▶ **SET TASK A**
From the forum post about testing whether a point lies on a line segment, write out the passage that begins at the words "int on_line(x, y, StartX, StartY, EndX, EndY)" and stops after the words "calculate T0 and T1.".

I think I have provided enough assembler listing by providing the call and
the routine. There was some extra stuff at the beginning and the end like
dup(0) stuff and nop etc... but I dont know why it's there etc.. it's
probably not needed to understand what is going on with these routines, how
they work and how fast they will work
I am curious if anybody is able to tell anything from these listings
If not then that's ok I can still fall back on performance
testing/measurements =D though looking at it from a theoretical point of
view is very interesting
P.S.: Ok I am obsessed with this code lol I admit =D
Bye,
Skybuck.
I needed a method to determine if a point was on a line segment in 2D. So I
googled for some help and so far I have evaluated two methods.
The first method was only a formula, the second method was a piece of C code
which turned out to be incorrect and incomplete but by modifieing it would
still be usuable.
The first method was this piece of text:
"
if x is between StartX and EndX or if y is between StartY and EndY, then the
point (x,y) is on the line.
Another way is the parametric form of a line,ie:
X = StartX + t0 * (EndX - StartX)
Y = StartY + t1 * (EndY - StartY)
calculate t0 and t1, if t0 and t1 are equal, then the point is on the line
if the parameter (t0 = t1) is between 0 and 1, the the point is
on the segment.
"
The second method was this piece of text:
"
Very simple,
First test if the x-value of the point is within the interval StartX,EndX.
If this is not true the point is not on the line.
int on_line(x, y, StartX, StartY, EndX, EndY)
{ int dx, dy, dx1, dy1;
if (x<StartX || x>EndX) return 0;
dx = EndX-StartX;
dy = EndY-StartY;
dx1 = x-StartX;
dy1 = y-StartY;
return (dx*dy1 == dy*dx1);
}
"
So after reading the first method I needed to be able to calculate T0 and T1
since all other variables are known the formula's can be rewritten as to
calculate T0 and T1.
Changing the formula's to get the final formula:
Step1 original:
X = StartX + t0 * (EndX - StartX)
Y = StartY + t1 * (EndY - StartY)
Step2 delta's introduced:
DeltaX = EndX - StartX
DeltaY = EndY - Starty
X = StartX + t0 * (DeltaX)
Y = StartY + t1 * (DeltaY)
Step3 switch
StartX + t0 * (DeltaX) = X
StartY + t1 * (DeltaY) = Y
Step4 start to isolate t0 and t1 by moving StartX and StartY to the
otherside
(thanks to my math teacher for those usefull lessons =D)
t0 * (DeltaX) = X - StartX
t1 * (DeltaY) = Y - StartY
Step5 isolate to and t1 further by moving delta's to the other side
(thanks to my math teacher again for those usefull lessons =D)
t0 = (X - StartX)/DeltaX
t1 = (Y - StartY)/DeltaY
If you look at the original formula you will notice how t0 and t1 are sort
of distances on the line segment itself ranging from 0.0 to 1.0 (like a
percentage).
The second method looks a little bit similair but works totally different.
It multiplies the delta's with the line segment with the delta's with the
start and point. Which kinda looks like a dot product.. I dont know what
that's all about
distance each component has. (There are two components x and y, to be on the
line they both need to have the same distance from the start point for
example
delta's there is only one possible direction)

[Source data]
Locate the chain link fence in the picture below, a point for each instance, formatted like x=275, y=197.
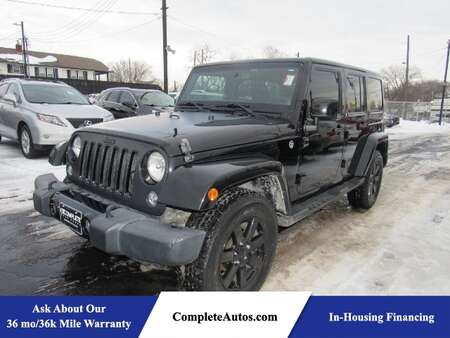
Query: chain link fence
x=418, y=111
x=414, y=111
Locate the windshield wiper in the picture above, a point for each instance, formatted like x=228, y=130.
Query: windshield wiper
x=192, y=104
x=238, y=106
x=70, y=102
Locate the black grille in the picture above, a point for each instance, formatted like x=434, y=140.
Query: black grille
x=108, y=167
x=77, y=123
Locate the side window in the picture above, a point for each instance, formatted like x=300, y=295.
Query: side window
x=14, y=91
x=324, y=93
x=354, y=93
x=374, y=94
x=126, y=97
x=113, y=96
x=3, y=88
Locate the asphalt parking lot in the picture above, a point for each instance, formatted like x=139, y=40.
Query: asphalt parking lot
x=401, y=246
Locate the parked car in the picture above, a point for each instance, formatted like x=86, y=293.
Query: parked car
x=128, y=102
x=251, y=146
x=174, y=95
x=41, y=114
x=92, y=98
x=391, y=120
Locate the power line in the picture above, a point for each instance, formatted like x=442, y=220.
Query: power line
x=76, y=21
x=90, y=19
x=103, y=35
x=32, y=3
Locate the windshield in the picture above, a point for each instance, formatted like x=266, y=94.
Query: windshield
x=251, y=84
x=159, y=99
x=52, y=94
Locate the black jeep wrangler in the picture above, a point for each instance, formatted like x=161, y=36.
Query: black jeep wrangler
x=252, y=146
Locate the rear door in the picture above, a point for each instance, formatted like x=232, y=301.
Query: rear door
x=323, y=136
x=3, y=89
x=355, y=106
x=111, y=103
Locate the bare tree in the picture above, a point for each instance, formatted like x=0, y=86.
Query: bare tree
x=272, y=52
x=395, y=81
x=131, y=71
x=203, y=54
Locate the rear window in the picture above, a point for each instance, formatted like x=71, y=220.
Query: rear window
x=113, y=96
x=52, y=94
x=3, y=88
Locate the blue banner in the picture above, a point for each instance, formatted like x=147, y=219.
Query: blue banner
x=249, y=314
x=53, y=316
x=374, y=316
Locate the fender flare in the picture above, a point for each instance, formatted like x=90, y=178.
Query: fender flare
x=191, y=183
x=364, y=152
x=58, y=154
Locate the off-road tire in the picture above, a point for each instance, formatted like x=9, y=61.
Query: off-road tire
x=32, y=152
x=366, y=195
x=232, y=209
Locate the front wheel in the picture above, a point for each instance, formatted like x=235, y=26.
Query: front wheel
x=366, y=195
x=239, y=246
x=26, y=143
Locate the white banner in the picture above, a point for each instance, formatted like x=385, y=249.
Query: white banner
x=224, y=314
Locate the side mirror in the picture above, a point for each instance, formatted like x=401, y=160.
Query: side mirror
x=129, y=104
x=324, y=109
x=11, y=99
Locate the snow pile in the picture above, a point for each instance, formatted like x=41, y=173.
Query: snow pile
x=411, y=128
x=33, y=60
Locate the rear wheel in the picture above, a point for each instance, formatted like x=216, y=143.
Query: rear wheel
x=239, y=246
x=26, y=143
x=366, y=195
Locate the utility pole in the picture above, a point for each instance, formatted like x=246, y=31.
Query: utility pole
x=444, y=87
x=24, y=49
x=164, y=20
x=407, y=69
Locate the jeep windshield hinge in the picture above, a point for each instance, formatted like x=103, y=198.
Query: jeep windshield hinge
x=186, y=149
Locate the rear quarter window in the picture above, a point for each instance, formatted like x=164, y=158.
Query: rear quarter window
x=374, y=94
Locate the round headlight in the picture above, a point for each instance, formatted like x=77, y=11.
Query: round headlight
x=76, y=146
x=156, y=166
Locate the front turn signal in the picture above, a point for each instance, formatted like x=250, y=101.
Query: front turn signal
x=213, y=194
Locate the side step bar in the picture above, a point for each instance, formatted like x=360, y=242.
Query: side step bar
x=308, y=207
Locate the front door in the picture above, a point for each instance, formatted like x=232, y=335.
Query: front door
x=323, y=135
x=11, y=112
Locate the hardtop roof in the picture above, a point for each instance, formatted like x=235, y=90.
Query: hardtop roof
x=293, y=60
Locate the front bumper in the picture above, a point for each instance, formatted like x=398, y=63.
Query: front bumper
x=121, y=231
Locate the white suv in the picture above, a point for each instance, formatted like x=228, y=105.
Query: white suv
x=40, y=114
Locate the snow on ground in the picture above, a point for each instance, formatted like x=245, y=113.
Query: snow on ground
x=17, y=175
x=417, y=128
x=400, y=246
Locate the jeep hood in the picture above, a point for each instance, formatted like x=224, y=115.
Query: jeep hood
x=204, y=130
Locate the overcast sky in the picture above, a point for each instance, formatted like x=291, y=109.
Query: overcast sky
x=370, y=34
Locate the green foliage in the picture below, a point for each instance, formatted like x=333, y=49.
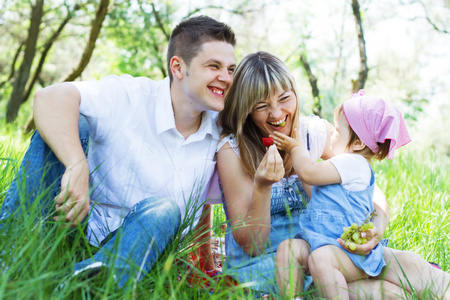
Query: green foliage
x=417, y=187
x=141, y=33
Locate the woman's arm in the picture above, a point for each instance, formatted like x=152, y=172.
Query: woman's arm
x=308, y=170
x=247, y=200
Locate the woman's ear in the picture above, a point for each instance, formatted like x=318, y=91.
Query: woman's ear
x=177, y=67
x=358, y=145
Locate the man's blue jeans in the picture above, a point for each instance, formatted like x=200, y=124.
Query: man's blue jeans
x=130, y=251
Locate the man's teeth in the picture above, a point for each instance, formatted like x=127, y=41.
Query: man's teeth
x=220, y=92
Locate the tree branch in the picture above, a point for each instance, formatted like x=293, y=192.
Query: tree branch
x=363, y=69
x=102, y=11
x=317, y=107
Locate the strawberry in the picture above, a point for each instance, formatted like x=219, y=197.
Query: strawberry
x=267, y=142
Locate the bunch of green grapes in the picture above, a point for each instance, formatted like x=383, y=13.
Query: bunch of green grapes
x=353, y=236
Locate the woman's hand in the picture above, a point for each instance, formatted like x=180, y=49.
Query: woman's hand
x=271, y=168
x=286, y=143
x=364, y=249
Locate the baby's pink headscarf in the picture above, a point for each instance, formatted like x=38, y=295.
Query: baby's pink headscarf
x=376, y=120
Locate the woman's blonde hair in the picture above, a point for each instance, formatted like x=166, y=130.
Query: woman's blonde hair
x=259, y=76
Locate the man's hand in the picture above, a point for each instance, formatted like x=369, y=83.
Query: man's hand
x=72, y=203
x=364, y=249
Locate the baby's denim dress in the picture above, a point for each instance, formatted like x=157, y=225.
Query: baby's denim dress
x=333, y=207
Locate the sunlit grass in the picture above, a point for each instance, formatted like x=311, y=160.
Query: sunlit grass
x=417, y=187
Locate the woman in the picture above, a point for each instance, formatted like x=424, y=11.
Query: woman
x=263, y=197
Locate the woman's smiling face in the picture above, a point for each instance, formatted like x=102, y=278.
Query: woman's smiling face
x=275, y=113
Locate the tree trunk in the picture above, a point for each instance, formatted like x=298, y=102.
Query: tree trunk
x=47, y=47
x=363, y=69
x=102, y=11
x=24, y=72
x=317, y=107
x=13, y=66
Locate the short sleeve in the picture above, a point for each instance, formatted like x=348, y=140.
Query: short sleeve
x=314, y=135
x=103, y=101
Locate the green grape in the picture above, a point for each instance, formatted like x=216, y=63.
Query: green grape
x=356, y=235
x=352, y=246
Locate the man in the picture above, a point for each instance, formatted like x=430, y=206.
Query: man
x=151, y=149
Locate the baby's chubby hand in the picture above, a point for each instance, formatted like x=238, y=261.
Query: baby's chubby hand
x=286, y=143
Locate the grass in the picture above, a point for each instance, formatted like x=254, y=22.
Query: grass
x=41, y=256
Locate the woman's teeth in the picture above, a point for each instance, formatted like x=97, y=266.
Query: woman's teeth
x=279, y=123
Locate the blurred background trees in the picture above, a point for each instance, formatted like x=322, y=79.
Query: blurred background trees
x=397, y=49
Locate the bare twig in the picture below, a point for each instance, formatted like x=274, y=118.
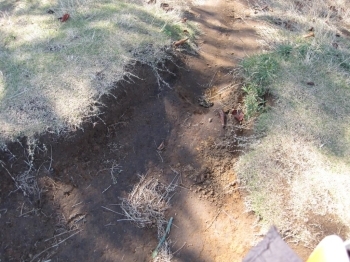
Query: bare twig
x=106, y=189
x=111, y=210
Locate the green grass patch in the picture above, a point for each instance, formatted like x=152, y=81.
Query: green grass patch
x=300, y=165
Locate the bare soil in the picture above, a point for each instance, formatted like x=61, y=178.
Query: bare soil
x=210, y=222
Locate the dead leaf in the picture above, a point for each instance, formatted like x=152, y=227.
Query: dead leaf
x=312, y=34
x=238, y=115
x=64, y=18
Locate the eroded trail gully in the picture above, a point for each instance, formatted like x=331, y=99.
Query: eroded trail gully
x=75, y=172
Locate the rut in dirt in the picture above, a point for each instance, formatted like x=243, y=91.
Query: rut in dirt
x=94, y=167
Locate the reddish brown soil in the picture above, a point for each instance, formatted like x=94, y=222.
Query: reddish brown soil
x=210, y=222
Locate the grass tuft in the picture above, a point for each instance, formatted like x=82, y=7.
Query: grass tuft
x=299, y=171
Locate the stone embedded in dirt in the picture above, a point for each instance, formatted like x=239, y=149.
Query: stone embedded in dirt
x=64, y=18
x=161, y=146
x=180, y=42
x=312, y=34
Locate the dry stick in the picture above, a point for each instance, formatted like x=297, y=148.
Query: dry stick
x=155, y=252
x=55, y=245
x=179, y=248
x=77, y=204
x=112, y=210
x=230, y=217
x=212, y=78
x=50, y=159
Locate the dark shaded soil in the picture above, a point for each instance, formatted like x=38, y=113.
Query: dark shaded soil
x=74, y=170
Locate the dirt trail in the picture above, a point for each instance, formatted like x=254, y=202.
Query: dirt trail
x=209, y=219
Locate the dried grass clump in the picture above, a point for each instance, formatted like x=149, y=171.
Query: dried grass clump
x=147, y=202
x=146, y=206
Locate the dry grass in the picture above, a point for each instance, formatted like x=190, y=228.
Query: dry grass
x=146, y=206
x=300, y=168
x=52, y=74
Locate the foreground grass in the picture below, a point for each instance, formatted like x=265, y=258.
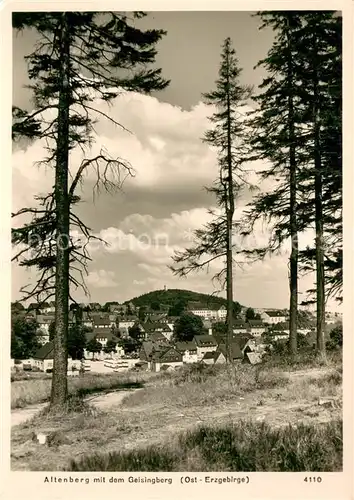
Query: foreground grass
x=37, y=390
x=245, y=446
x=198, y=385
x=148, y=420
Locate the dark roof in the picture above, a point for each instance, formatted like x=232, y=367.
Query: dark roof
x=101, y=321
x=238, y=323
x=153, y=326
x=167, y=355
x=186, y=346
x=209, y=355
x=128, y=318
x=275, y=314
x=146, y=350
x=45, y=318
x=235, y=350
x=242, y=339
x=45, y=352
x=254, y=323
x=105, y=334
x=195, y=306
x=284, y=325
x=205, y=340
x=157, y=337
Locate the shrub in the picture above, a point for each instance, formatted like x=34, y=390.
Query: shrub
x=242, y=447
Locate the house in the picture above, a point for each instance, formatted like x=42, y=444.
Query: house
x=44, y=322
x=100, y=322
x=43, y=359
x=95, y=306
x=127, y=321
x=275, y=335
x=253, y=358
x=208, y=358
x=87, y=320
x=240, y=326
x=168, y=357
x=155, y=317
x=205, y=343
x=256, y=327
x=157, y=337
x=210, y=311
x=208, y=326
x=188, y=351
x=48, y=308
x=145, y=353
x=42, y=336
x=104, y=335
x=158, y=327
x=273, y=317
x=221, y=354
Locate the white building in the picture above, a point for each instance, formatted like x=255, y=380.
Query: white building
x=273, y=317
x=208, y=312
x=188, y=351
x=205, y=343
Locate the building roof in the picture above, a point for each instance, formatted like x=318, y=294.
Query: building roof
x=45, y=318
x=238, y=323
x=168, y=355
x=104, y=333
x=254, y=357
x=199, y=306
x=205, y=340
x=45, y=352
x=256, y=323
x=275, y=314
x=146, y=350
x=242, y=339
x=209, y=355
x=101, y=321
x=186, y=346
x=236, y=352
x=156, y=337
x=128, y=318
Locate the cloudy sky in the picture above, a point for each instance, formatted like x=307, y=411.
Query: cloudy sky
x=165, y=201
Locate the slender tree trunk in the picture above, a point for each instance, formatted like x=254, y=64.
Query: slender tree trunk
x=229, y=218
x=293, y=278
x=59, y=383
x=320, y=278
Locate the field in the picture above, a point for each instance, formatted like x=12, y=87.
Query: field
x=248, y=417
x=36, y=388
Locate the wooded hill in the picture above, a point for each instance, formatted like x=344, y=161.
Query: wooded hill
x=176, y=300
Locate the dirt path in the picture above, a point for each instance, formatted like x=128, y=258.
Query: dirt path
x=100, y=401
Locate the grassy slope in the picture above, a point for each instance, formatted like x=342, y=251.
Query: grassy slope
x=166, y=419
x=37, y=390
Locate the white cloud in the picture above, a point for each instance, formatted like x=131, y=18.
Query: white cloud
x=101, y=279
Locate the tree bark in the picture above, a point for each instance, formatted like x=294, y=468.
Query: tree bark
x=230, y=209
x=59, y=381
x=294, y=256
x=320, y=277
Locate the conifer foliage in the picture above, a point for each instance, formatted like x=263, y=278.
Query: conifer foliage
x=79, y=57
x=228, y=136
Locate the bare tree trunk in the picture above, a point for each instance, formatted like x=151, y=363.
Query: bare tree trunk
x=230, y=209
x=320, y=278
x=59, y=382
x=293, y=278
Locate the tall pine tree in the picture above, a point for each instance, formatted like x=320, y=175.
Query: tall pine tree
x=277, y=139
x=79, y=56
x=228, y=137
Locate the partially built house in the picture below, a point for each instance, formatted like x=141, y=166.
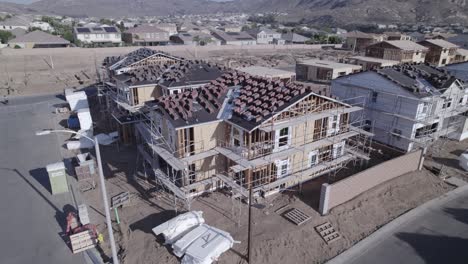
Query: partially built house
x=204, y=127
x=244, y=132
x=409, y=106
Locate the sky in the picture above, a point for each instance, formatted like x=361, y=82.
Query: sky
x=19, y=1
x=30, y=1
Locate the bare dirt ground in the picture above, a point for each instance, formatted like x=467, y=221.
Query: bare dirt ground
x=275, y=239
x=444, y=155
x=38, y=71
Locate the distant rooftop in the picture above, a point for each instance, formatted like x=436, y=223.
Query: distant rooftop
x=145, y=29
x=372, y=59
x=267, y=72
x=39, y=37
x=406, y=45
x=233, y=36
x=97, y=30
x=441, y=43
x=119, y=62
x=421, y=79
x=329, y=64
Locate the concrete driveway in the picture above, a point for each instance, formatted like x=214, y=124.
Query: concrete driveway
x=32, y=220
x=435, y=233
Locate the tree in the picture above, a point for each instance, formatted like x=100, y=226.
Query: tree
x=5, y=36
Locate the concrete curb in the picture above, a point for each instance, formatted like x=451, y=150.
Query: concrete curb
x=364, y=245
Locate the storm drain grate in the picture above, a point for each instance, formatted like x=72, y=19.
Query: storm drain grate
x=296, y=216
x=327, y=232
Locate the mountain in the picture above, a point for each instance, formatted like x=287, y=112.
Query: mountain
x=319, y=11
x=15, y=8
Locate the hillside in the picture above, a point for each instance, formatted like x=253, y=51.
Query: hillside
x=320, y=11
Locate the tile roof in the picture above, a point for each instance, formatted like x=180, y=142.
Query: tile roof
x=182, y=73
x=293, y=37
x=421, y=79
x=251, y=100
x=359, y=34
x=145, y=29
x=39, y=37
x=406, y=45
x=97, y=30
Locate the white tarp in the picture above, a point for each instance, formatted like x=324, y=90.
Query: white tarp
x=103, y=139
x=179, y=225
x=84, y=116
x=76, y=100
x=464, y=160
x=208, y=245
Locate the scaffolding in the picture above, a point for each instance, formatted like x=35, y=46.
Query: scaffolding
x=259, y=159
x=248, y=167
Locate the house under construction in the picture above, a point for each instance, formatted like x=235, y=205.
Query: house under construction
x=229, y=129
x=409, y=106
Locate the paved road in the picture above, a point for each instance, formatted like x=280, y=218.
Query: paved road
x=31, y=218
x=436, y=234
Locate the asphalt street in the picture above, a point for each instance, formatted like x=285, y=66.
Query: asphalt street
x=434, y=235
x=32, y=219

▶ **SET TASK B**
Edit the records from the line that has "Locate the parked" through the line that has "x=252, y=146", changing "power line" to "utility cable" and keeping all else the same. Return only those lines.

▶ **WORKED SOLUTION A**
int on_line(x, y, StartX, StartY, EndX, EndY)
{ int dx, dy, dx1, dy1;
if (x<StartX || x>EndX) return 0;
dx = EndX-StartX;
dy = EndY-StartY;
dx1 = x-StartX;
dy1 = y-StartY;
return (dx*dy1 == dy*dx1);
}
"
So after reading the first method I needed to be able to calculate T0 and T1
since all other variables are known the formula's can be rewritten as to
calculate T0 and T1.

▶ **WORKED SOLUTION B**
Locate the parked car in the picture above, a point for each instance, formatted like x=86, y=293.
Query: parked car
x=128, y=102
x=251, y=146
x=174, y=95
x=41, y=114
x=92, y=98
x=391, y=120
Locate the utility cable in the picture above, a point for each instance, formatted like x=442, y=220.
Query: utility cable
x=76, y=21
x=90, y=19
x=103, y=35
x=32, y=3
Locate the windshield in the picture above, a point for each instance, formatted like x=266, y=94.
Query: windshield
x=251, y=84
x=159, y=99
x=52, y=94
Locate the black jeep wrangler in the picture above, a point for each instance, formatted like x=161, y=36.
Query: black jeep wrangler
x=252, y=146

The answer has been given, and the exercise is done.